→ WHAT IS NEEDED
The records below need to be copied in full. Match them exactly.

[Opening PROVIDED ENTRIES section]

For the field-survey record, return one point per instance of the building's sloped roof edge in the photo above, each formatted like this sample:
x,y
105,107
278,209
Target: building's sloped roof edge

[Closing PROVIDED ENTRIES section]

→ ANSWER SPACE
For the field-survey record, return one point per instance of the building's sloped roof edge in the photo above, each formatted like this sample:
x,y
105,107
278,209
Target: building's sloped roof edge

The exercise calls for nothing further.